*** Opening INPUT MATERIAL ***
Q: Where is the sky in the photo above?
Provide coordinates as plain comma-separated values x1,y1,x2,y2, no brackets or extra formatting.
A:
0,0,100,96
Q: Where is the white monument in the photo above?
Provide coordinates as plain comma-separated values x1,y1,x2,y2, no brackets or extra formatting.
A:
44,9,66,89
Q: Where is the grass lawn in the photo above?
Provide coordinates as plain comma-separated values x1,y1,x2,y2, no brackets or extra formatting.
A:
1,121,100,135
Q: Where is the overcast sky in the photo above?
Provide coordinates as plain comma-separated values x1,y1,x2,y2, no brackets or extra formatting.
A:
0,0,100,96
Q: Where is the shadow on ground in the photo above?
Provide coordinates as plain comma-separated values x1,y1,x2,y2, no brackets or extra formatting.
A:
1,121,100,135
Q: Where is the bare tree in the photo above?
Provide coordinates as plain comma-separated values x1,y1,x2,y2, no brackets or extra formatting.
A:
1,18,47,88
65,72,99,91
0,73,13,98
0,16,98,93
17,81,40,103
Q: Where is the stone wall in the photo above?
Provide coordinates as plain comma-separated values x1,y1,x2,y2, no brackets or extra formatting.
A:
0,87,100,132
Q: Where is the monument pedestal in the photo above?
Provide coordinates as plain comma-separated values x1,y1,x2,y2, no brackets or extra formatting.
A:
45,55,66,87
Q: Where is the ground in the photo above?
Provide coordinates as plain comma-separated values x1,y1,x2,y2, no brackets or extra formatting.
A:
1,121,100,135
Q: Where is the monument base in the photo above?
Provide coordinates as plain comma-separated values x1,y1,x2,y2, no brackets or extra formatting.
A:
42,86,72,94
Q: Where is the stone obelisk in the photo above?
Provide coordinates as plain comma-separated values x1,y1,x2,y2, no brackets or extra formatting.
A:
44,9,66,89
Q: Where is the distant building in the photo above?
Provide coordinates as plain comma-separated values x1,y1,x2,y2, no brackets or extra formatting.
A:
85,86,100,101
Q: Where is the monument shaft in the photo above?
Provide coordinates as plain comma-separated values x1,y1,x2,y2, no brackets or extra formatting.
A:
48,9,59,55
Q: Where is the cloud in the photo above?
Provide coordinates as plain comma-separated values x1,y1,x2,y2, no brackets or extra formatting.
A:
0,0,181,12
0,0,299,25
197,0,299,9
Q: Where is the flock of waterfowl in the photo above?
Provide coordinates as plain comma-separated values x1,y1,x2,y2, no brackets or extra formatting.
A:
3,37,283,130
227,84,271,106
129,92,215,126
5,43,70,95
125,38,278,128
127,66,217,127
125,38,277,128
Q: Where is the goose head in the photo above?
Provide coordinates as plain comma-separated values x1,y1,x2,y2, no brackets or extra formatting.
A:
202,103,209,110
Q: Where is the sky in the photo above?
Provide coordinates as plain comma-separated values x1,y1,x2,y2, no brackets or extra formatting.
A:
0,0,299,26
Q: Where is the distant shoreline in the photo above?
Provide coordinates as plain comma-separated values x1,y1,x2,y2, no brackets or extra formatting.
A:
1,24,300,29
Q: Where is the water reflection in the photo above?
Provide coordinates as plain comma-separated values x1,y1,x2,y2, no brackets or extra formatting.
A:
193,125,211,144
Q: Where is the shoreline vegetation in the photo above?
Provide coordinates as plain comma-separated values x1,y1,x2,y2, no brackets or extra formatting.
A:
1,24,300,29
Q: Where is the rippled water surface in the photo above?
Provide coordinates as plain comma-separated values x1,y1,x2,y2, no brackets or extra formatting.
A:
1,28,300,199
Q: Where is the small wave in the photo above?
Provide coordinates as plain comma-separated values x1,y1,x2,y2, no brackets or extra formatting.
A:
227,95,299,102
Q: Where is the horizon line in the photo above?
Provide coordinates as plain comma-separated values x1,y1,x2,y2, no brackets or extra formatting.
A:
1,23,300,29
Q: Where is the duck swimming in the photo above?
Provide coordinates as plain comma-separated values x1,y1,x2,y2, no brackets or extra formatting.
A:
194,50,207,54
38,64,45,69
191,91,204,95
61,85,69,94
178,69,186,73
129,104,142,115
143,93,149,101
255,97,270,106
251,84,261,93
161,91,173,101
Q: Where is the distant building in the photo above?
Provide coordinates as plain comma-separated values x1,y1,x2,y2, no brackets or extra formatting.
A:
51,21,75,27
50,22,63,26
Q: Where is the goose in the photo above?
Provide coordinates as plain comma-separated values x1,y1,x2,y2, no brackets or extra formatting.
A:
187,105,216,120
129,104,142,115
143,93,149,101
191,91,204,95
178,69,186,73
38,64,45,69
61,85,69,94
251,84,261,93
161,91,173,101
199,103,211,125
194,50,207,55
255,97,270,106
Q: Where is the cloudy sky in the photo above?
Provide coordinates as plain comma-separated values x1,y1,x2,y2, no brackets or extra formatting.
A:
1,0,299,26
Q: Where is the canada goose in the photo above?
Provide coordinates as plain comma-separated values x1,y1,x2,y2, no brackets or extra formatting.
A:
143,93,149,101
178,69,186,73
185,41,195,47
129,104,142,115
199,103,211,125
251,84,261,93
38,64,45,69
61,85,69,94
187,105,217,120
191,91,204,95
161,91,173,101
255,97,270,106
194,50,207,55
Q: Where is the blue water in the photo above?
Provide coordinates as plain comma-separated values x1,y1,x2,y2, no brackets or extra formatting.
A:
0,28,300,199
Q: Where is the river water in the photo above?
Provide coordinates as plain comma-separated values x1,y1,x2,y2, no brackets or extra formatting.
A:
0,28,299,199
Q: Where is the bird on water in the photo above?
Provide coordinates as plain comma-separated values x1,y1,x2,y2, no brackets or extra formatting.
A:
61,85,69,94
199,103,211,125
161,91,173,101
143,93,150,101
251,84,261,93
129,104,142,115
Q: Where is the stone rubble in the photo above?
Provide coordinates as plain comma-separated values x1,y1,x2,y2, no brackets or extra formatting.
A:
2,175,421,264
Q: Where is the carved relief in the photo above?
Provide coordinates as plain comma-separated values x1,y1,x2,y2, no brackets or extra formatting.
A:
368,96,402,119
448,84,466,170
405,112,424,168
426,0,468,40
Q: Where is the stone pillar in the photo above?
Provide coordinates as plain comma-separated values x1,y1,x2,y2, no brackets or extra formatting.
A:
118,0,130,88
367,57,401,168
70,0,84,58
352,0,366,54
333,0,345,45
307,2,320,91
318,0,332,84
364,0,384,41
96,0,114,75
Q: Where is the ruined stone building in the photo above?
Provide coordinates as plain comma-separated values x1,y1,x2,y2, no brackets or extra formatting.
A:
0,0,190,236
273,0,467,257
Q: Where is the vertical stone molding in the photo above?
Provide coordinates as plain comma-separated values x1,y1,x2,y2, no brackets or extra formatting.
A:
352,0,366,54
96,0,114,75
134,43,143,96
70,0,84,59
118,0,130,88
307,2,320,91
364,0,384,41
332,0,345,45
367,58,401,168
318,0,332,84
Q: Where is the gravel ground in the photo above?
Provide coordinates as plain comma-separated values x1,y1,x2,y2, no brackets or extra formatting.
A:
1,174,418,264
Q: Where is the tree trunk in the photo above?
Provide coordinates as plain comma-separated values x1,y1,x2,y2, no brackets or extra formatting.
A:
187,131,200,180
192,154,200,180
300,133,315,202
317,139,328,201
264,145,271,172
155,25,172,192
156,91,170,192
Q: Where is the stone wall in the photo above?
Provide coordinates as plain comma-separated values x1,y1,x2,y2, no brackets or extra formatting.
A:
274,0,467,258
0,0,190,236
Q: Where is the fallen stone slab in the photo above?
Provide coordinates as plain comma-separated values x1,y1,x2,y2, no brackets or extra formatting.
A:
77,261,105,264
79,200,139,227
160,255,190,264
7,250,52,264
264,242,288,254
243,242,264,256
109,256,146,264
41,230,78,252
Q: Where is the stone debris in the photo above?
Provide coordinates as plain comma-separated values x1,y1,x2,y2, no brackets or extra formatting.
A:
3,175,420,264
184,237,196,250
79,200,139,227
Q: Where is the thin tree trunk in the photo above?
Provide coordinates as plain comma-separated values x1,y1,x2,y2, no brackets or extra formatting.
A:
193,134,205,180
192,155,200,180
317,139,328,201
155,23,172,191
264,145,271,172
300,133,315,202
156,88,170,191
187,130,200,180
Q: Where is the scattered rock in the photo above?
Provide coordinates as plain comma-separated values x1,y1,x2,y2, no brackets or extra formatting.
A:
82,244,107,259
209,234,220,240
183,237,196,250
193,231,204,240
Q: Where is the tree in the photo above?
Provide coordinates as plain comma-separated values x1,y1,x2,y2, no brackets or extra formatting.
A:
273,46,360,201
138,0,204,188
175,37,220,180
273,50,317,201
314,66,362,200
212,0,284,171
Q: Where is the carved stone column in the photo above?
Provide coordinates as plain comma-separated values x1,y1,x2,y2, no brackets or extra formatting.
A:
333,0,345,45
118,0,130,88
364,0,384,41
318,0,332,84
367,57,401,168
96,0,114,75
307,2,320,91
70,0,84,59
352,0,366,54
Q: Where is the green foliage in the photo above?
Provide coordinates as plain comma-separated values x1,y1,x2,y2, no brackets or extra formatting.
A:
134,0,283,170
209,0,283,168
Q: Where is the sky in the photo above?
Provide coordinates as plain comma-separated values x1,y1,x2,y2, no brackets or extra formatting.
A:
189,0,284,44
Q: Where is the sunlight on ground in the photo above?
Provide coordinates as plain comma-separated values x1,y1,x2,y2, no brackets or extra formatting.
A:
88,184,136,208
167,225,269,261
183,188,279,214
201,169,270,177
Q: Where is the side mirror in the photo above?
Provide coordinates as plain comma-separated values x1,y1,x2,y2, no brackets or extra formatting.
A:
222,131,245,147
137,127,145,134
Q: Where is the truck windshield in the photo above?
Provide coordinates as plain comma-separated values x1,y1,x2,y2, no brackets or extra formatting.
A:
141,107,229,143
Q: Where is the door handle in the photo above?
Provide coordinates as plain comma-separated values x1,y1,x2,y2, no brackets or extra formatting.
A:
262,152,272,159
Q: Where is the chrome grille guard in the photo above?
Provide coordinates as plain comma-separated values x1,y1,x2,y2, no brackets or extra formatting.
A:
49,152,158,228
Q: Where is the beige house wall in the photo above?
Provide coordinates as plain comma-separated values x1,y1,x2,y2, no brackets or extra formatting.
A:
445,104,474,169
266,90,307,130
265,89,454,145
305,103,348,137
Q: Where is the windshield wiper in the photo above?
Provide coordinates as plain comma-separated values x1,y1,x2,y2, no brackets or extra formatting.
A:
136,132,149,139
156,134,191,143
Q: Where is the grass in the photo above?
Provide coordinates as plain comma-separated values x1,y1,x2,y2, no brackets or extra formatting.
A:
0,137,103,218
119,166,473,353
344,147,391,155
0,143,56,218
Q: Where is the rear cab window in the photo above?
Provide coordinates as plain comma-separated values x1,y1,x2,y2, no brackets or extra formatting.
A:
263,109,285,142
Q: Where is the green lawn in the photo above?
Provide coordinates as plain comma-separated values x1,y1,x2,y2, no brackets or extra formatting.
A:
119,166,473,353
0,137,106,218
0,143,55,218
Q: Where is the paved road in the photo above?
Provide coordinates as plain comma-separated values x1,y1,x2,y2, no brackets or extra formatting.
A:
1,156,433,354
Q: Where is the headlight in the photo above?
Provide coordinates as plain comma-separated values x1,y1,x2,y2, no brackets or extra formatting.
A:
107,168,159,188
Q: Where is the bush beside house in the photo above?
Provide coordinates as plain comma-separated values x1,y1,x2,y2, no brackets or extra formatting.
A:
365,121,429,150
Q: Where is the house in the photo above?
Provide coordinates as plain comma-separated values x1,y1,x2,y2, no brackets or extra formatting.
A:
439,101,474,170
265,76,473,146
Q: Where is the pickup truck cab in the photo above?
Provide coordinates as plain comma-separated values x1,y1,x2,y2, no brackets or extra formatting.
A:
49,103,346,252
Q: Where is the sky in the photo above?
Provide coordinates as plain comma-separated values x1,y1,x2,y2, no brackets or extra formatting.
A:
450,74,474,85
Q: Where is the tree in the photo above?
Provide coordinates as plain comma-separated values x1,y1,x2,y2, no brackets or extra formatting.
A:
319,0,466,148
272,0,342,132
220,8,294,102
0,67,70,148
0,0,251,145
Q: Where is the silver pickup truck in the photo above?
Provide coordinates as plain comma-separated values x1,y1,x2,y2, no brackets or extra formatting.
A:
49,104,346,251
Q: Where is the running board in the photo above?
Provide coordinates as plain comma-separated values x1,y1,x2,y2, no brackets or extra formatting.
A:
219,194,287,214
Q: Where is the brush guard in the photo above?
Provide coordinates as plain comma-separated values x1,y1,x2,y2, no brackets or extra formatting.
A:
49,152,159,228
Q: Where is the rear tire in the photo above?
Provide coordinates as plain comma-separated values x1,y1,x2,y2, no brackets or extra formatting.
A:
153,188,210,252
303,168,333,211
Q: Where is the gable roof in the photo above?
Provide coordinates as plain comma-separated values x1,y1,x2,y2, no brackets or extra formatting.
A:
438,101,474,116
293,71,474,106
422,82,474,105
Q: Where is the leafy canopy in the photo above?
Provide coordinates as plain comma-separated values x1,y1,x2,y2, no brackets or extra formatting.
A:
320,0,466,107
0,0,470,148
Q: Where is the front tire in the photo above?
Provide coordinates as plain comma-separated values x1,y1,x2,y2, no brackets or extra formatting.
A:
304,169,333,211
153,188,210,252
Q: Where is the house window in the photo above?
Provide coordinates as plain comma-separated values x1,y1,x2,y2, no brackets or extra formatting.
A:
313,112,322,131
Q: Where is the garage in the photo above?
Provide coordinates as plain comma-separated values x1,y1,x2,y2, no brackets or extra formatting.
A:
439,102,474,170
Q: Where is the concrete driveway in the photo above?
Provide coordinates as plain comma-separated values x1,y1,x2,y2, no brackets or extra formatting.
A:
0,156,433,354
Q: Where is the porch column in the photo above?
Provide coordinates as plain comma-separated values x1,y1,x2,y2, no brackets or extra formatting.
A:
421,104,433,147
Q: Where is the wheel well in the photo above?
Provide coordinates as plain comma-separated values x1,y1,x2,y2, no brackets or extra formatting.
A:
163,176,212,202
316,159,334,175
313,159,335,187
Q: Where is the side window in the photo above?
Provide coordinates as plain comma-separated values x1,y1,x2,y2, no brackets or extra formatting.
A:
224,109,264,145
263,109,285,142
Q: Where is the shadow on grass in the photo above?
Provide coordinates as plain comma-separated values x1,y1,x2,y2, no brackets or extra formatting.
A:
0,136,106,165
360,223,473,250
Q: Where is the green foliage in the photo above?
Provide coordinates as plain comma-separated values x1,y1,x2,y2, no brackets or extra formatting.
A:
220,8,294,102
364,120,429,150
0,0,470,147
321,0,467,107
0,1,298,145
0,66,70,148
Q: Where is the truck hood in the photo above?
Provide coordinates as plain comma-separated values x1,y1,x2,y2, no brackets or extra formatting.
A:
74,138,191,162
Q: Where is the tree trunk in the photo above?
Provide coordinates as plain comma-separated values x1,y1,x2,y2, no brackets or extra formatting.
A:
*** Closing INPUT MATERIAL ***
TASK PROMPT:
Some of the data mentions "lawn". Copy every line where it does.

EXERCISE OUTPUT:
Q: Where is the grass lawn in the photo above?
Q: Where is the green lawn in the photo above?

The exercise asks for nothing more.